Output all of the lines below exactly, and leave out each image.

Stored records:
_ _ _

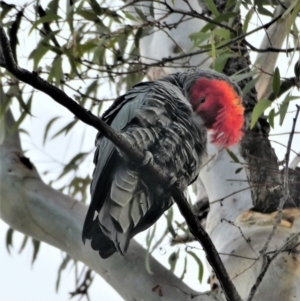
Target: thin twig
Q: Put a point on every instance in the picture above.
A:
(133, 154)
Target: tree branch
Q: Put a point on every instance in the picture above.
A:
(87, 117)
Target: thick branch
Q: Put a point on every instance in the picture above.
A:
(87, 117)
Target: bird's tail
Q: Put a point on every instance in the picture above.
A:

_ _ _

▶ **Output**
Target: thin twig
Q: Put a point on every instance in the picture above.
A:
(133, 154)
Target: tree branch
Q: Put a point on every instance in the picture above.
A:
(87, 117)
Target: thick branch
Q: Put a point on every instance in the picture above.
A:
(87, 117)
Target: bird's tail
Q: Put a point on every instance in the picture above.
A:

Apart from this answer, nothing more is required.